◆ PROMPT
From the first line to the last, write out the records exactly, leaving the pictures behind.

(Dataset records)

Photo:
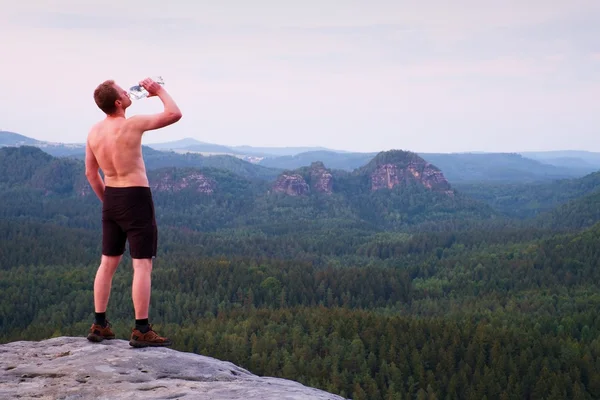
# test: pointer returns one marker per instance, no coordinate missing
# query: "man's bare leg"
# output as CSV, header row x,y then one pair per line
x,y
141,286
143,335
103,281
100,329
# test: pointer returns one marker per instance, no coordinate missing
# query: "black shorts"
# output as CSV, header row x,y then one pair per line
x,y
128,215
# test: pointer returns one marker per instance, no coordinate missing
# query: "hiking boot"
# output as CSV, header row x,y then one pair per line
x,y
148,339
98,332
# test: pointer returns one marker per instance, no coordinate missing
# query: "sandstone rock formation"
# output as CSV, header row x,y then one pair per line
x,y
388,175
73,368
321,179
174,182
291,184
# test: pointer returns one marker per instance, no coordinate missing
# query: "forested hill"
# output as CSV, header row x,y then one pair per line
x,y
385,282
396,190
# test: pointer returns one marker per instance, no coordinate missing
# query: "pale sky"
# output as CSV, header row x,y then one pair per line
x,y
424,76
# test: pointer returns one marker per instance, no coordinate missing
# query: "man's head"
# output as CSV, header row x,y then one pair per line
x,y
110,98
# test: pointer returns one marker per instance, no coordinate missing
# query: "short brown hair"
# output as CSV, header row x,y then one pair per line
x,y
105,96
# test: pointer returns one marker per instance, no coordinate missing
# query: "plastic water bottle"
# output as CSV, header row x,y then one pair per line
x,y
138,92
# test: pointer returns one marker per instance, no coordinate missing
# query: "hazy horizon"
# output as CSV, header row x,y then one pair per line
x,y
362,76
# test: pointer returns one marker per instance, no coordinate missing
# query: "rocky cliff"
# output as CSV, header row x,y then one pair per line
x,y
315,178
73,368
393,168
175,180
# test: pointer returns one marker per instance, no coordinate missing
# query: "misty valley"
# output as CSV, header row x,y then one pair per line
x,y
380,276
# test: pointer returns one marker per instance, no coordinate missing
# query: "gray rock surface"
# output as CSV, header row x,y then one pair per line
x,y
71,368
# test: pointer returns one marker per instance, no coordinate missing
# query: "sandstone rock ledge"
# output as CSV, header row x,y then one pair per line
x,y
71,368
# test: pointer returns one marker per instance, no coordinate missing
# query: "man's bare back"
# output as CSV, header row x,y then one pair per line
x,y
114,144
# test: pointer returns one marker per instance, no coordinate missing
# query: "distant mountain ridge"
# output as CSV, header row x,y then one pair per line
x,y
396,190
267,162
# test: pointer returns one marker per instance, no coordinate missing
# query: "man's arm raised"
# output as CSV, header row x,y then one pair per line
x,y
92,172
169,116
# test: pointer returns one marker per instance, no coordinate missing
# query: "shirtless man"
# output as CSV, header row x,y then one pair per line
x,y
114,145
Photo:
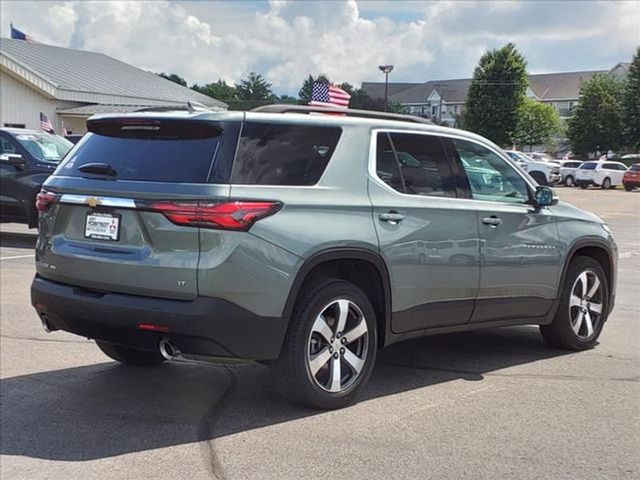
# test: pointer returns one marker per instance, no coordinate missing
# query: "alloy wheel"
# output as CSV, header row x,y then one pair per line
x,y
585,304
338,346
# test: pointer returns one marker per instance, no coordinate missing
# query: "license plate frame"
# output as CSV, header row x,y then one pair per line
x,y
102,226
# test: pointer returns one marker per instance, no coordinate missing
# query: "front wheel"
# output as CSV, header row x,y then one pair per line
x,y
130,356
583,308
330,348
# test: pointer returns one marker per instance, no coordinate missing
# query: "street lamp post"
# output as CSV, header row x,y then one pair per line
x,y
386,69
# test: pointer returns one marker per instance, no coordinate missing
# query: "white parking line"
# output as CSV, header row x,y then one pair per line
x,y
15,257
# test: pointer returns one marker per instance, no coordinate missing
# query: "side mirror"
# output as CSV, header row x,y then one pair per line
x,y
545,197
12,159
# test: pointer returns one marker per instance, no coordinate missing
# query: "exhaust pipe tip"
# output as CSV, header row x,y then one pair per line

◆ WRITTEN RESPONSE
Photo:
# test: pointer returns one marker per instance, no coordinate missing
# query: "man's bare leg"
# output as CSV, header row x,y then one pair per line
x,y
141,286
143,335
103,281
100,329
# test: pointer returns one marker per instance, no coordinate missing
# query: "black shorts"
# output as CSV, header row x,y then one pair per line
x,y
128,215
# test: pointer returns one marker per instance, no coordinate missing
# query: "hiking boot"
# output as CSV, header row x,y then one pair per line
x,y
148,339
98,332
# test: pointer returns one marker per instance, no coordinate missing
# query: "sandstone rock formation"
# output as CSV, header row x,y then one pair per line
x,y
388,175
73,368
321,179
174,182
291,184
# test: pointer returns one marker per instance, no coordinate missing
# query: "forested hill"
# output as CSV, header row x,y then one pair per line
x,y
385,282
396,190
# test: pointer returns one marker per instance, no coordinate missing
# query: "pale sky"
# output as CSV, header row x,y then one pair per line
x,y
424,76
# test: pointer returns one marker per instance, no coordinate missing
# query: "man's head"
# output as CSV, header row x,y then one pair per line
x,y
110,98
# test: pointer returns one marker per instance, no coordinate missing
# query: "short brown hair"
# output as CSV, header row x,y then one pair per line
x,y
105,96
# test: pointer returns one marker per instance, no coordinate missing
# query: "plastic water bottle"
# output as CSV, header row x,y then one pair per line
x,y
138,92
# test: pointer returns one marker per instance, no coordinate missing
# query: "hazy horizon"
# output as CSV, header row x,y then one pair per line
x,y
362,76
# test: pointer returns one marker per instance, no coordinate missing
# query: "rocky cliff"
# output as CSV, header row x,y then one pair per line
x,y
315,178
73,368
393,168
175,180
# test: pointer returns one marker per instance, no coordinate missing
# query: "misty valley"
# output as CSV, header row x,y then one pair per line
x,y
380,276
# test: pointer returns one marker per instance, no coordinate missing
# query: "gray rock surface"
# output as CSV, header row x,y then one pair per line
x,y
71,368
# test: pointer returns one marker per instance, no coordinate missing
# query: "sandstone rock ledge"
# output as CSV, header row x,y then one pair per line
x,y
71,368
# test: pointer returns one marker per instance, no coordinate missing
# query: "man's bare back"
# output as CSV, header row x,y then one pair per line
x,y
114,144
# test: pointer returns one marker per instance, no coordinate missing
# query: "distant mountain ridge"
# output as CSV, header row x,y then one pair per line
x,y
396,190
267,162
# test: pointer returns one marker per instance, no coordinate missing
# query: "man's arm raised"
# output as CSV, header row x,y then one pair per line
x,y
92,172
169,116
# test: pointer returns one marker per instance, no coordinate missing
# query: "shirtless man"
# output as CSV, header row x,y then one pair per line
x,y
114,145
Photo:
# test: pointer returns one marker per instance, no coordinate missing
# query: "alloy wheel"
# output as CSV, header row x,y then one pair per line
x,y
585,304
338,346
# test: pointer returns one marker per instance, no coordinate missing
# query: "license plate frame"
# output as CSV, header row x,y then one pair per line
x,y
102,226
# test: pointer returns one marker per instance, no coordinate missing
# query: "front wheel"
# output as CSV, header row x,y then one pair per line
x,y
130,356
583,308
330,348
# test: pointer returns one marker per instance, no coordinate missing
# query: "street lamp post"
# output as CSV, header row x,y then one pair per line
x,y
386,69
# test: pointer returns one marker per instance, no coordinate missing
# query: "white parking line"
# output as CSV, header row x,y then one pair per line
x,y
15,257
# test: pointer returns one marker per instance, no coordinate missing
# query: "side mirror"
# output as CSV, header row x,y then one pair per line
x,y
545,197
12,159
# test: pointer returns one marker per instance, no coordinate missing
# query: "exhaust pipe tip"
# output as CSV, header row x,y then one pair per line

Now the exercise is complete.